◆ **Given entries**:
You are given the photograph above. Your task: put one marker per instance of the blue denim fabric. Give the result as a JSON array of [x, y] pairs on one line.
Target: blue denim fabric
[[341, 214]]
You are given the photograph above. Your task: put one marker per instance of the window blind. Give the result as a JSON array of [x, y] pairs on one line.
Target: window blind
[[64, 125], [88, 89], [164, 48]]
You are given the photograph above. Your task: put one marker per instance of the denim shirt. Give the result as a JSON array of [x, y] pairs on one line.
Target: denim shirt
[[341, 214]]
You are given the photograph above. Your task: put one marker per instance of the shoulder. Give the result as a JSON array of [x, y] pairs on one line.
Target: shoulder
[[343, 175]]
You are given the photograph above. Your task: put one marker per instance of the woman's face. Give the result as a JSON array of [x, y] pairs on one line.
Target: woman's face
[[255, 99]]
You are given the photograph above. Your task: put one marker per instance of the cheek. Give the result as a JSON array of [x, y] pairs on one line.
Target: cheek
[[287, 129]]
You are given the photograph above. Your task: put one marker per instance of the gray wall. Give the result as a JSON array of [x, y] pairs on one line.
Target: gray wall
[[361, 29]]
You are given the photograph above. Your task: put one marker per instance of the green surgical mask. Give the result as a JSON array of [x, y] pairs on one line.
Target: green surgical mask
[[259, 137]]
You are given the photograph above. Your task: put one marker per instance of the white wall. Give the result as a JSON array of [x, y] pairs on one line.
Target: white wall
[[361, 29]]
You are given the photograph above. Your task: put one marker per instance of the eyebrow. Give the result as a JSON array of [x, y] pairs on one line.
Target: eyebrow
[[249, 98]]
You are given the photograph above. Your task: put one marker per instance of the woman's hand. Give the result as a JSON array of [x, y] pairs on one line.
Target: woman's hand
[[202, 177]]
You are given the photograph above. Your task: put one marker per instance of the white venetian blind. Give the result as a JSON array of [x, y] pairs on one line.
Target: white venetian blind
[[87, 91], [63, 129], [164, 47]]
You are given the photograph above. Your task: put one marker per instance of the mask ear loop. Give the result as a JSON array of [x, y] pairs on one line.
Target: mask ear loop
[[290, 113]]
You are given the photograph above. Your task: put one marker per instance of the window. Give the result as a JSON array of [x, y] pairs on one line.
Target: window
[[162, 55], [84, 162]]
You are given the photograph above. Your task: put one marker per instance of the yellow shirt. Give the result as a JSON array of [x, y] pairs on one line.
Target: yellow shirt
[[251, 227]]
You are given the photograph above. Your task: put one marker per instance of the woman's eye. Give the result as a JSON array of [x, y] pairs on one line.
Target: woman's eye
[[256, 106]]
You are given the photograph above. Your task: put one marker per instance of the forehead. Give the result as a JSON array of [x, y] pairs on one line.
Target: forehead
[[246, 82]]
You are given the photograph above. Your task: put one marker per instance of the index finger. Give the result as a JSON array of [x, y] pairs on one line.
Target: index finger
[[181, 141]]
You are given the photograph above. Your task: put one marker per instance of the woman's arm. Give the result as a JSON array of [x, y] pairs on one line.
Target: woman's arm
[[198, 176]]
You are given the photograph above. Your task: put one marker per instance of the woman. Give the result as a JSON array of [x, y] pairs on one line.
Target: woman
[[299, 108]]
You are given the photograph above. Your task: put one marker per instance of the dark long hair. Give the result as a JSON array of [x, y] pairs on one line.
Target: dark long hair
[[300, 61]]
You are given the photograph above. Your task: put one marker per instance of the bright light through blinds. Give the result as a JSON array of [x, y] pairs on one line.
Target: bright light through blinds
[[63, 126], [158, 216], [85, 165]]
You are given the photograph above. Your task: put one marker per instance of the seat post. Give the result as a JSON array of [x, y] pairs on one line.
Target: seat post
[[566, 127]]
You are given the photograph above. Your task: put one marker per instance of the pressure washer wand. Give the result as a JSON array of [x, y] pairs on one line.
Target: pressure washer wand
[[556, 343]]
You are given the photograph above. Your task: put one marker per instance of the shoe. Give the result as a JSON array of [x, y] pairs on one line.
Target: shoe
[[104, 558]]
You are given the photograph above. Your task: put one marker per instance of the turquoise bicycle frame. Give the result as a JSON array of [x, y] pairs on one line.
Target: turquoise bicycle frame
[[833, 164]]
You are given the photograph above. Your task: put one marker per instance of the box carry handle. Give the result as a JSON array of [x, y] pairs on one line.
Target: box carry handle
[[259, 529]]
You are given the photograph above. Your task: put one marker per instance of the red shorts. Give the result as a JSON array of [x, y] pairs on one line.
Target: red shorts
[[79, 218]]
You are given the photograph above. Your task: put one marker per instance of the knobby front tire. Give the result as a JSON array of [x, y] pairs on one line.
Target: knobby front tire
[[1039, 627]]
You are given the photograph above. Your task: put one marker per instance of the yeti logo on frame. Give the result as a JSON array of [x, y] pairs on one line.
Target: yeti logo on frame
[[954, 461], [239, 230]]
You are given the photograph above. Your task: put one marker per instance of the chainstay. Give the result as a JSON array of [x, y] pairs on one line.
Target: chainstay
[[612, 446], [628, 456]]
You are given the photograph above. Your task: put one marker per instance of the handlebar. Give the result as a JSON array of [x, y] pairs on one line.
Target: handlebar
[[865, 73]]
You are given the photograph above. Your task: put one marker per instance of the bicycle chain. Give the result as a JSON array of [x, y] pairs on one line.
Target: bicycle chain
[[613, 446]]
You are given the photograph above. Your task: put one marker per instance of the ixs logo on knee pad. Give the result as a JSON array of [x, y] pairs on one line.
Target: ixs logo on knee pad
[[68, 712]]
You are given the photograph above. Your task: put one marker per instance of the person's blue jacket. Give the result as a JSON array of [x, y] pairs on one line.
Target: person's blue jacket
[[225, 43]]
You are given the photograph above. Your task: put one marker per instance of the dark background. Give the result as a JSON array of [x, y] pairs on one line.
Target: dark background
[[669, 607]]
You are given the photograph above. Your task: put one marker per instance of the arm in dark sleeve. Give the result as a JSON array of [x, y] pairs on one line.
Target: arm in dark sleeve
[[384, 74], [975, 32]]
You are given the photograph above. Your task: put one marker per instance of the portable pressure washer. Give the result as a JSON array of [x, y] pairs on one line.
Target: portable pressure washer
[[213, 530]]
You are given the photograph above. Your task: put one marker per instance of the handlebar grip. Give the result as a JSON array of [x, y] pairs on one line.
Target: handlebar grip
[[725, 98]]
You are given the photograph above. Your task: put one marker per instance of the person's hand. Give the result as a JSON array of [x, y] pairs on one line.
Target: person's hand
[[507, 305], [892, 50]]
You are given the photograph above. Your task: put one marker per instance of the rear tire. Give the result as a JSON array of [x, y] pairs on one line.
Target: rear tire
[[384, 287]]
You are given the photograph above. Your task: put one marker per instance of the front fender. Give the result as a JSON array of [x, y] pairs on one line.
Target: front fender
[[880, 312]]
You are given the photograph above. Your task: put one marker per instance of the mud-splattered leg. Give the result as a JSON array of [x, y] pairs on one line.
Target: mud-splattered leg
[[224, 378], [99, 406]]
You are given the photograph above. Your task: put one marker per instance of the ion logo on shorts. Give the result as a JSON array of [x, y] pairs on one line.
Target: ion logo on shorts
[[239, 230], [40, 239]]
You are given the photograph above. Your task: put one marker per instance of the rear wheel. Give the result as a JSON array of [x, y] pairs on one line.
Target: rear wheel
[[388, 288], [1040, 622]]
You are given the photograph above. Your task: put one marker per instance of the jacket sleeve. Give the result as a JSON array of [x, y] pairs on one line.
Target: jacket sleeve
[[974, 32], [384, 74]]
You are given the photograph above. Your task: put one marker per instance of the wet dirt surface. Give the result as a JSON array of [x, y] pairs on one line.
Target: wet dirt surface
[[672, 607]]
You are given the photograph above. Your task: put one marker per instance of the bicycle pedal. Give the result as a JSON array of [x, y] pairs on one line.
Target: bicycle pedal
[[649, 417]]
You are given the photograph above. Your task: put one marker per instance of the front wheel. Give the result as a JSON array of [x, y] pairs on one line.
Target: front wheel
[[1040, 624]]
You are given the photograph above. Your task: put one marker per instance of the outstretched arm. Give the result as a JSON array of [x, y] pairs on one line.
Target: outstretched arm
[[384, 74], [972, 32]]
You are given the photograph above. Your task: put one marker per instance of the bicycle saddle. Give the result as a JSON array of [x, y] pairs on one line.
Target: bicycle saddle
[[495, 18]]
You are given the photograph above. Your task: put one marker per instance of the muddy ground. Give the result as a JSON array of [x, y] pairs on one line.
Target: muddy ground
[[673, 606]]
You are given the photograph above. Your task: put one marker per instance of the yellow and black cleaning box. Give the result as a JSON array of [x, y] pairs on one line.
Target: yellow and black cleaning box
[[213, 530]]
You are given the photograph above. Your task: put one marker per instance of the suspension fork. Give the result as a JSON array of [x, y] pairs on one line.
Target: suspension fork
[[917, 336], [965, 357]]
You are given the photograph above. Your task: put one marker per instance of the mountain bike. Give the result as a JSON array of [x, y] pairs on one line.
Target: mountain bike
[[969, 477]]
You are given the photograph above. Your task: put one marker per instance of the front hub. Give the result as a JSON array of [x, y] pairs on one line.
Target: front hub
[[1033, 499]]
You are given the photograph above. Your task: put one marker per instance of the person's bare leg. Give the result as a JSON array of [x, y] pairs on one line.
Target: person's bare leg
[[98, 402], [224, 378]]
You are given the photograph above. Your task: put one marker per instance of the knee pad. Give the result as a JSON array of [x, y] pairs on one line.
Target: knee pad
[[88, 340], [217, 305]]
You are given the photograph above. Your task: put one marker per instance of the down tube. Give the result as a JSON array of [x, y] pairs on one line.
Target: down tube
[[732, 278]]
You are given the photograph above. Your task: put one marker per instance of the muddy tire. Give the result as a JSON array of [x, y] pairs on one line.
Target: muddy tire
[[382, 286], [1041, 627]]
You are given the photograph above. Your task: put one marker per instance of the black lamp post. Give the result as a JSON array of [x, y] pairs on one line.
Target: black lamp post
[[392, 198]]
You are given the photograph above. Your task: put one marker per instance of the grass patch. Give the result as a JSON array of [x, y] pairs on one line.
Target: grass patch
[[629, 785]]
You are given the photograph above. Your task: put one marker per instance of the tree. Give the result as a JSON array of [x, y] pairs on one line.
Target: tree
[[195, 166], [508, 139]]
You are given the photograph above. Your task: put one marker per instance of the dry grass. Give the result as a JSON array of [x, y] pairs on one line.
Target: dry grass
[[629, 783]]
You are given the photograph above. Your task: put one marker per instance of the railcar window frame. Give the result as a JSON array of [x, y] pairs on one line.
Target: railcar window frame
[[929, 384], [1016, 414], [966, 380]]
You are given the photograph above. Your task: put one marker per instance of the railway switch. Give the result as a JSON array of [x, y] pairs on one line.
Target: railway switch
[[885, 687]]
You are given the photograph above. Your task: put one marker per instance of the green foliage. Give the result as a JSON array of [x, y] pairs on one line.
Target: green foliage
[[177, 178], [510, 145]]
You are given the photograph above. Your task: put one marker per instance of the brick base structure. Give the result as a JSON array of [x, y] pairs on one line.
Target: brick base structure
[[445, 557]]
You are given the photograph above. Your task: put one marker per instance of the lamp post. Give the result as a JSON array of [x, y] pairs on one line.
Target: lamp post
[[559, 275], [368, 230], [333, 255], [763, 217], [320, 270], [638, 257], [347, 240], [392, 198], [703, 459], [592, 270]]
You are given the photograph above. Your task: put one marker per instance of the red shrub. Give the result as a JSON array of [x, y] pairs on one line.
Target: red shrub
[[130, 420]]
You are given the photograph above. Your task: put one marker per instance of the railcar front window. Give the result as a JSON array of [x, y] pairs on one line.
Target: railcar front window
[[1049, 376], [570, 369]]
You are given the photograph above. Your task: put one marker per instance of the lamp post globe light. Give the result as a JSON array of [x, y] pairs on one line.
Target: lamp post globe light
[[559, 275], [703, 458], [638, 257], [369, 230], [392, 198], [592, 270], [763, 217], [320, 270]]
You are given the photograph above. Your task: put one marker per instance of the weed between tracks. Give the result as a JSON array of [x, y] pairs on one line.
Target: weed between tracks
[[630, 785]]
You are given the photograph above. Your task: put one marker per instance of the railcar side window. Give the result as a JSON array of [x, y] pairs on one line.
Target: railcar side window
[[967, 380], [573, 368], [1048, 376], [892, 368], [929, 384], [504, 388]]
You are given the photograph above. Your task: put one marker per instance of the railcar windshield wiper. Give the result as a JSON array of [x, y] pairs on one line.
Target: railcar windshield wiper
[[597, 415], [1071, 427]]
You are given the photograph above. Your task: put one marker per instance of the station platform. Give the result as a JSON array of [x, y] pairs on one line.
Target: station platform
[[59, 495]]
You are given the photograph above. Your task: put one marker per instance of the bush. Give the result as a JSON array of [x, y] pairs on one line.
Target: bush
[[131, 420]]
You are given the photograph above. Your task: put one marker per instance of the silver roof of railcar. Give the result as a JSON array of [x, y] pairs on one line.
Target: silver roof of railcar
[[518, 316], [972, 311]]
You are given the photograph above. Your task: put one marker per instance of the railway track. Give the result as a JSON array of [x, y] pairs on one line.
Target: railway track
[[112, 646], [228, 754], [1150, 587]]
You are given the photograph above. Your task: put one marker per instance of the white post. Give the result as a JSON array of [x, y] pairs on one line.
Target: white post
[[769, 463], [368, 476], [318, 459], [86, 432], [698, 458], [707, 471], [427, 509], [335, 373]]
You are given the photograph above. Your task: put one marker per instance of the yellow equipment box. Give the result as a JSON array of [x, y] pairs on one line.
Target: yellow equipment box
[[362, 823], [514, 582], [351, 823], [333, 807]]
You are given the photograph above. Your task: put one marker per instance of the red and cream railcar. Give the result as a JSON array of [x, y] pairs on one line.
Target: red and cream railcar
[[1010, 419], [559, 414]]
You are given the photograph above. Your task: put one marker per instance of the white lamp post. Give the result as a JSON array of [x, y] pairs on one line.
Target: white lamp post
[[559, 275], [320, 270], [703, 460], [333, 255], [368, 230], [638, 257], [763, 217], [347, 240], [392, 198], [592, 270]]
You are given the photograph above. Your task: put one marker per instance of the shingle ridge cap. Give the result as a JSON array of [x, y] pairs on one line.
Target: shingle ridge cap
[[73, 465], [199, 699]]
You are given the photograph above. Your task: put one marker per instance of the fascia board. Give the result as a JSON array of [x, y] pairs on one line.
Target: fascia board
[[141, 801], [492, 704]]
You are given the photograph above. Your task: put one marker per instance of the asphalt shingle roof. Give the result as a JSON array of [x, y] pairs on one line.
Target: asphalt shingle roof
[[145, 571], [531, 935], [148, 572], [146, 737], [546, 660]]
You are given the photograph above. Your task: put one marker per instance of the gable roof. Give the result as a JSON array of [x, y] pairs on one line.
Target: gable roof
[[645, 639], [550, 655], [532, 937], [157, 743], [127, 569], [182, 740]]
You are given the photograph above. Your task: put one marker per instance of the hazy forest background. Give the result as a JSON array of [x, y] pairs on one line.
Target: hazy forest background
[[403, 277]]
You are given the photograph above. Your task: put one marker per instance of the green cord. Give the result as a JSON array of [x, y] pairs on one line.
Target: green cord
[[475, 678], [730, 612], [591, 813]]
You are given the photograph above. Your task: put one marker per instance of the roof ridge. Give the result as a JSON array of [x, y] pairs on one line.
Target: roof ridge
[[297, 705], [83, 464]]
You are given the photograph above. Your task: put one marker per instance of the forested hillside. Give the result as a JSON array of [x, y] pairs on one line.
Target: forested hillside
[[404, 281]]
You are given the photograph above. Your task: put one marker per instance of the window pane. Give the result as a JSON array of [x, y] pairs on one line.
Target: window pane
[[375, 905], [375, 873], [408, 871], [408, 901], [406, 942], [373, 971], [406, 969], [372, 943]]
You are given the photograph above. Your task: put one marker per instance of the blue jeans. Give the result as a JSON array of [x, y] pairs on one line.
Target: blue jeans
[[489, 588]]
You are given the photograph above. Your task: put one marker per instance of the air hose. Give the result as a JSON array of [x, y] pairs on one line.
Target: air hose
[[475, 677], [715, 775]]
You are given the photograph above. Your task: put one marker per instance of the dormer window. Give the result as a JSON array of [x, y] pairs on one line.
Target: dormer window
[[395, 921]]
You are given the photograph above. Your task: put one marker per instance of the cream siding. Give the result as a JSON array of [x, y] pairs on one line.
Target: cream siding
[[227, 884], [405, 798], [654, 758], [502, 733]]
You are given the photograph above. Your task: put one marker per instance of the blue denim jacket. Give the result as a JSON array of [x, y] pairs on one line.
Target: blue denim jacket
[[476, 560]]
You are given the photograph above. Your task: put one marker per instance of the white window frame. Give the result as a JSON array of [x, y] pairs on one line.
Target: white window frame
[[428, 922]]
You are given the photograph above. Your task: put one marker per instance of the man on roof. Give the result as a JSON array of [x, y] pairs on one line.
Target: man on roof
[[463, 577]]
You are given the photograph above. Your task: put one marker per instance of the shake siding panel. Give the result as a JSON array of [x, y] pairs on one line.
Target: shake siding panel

◆ **Assigned task**: Among the entries above, locate the lines containing "of the fascia" and "of the gable", and transcribe exactly those two lines and all lines between.

◆ **Exercise result**:
You are given the photograph above. Your task: put one marker per instance of the fascia board. Give the result as a JSON array of [x, y] pairs on one line.
Target: fascia board
[[141, 801], [492, 704]]
You are given the photograph above. Your task: put one marker per instance of the asphalt shingle roof. Give the result as a JSON array of [x, y] pairs on one line.
Target: asphalt shingle roof
[[145, 571], [531, 935], [148, 572], [146, 737], [546, 660]]
You are given the photograph above. Your task: put one marker per instance of the gable roof. Give the result as a JSON array of [x, y] pairs on one line.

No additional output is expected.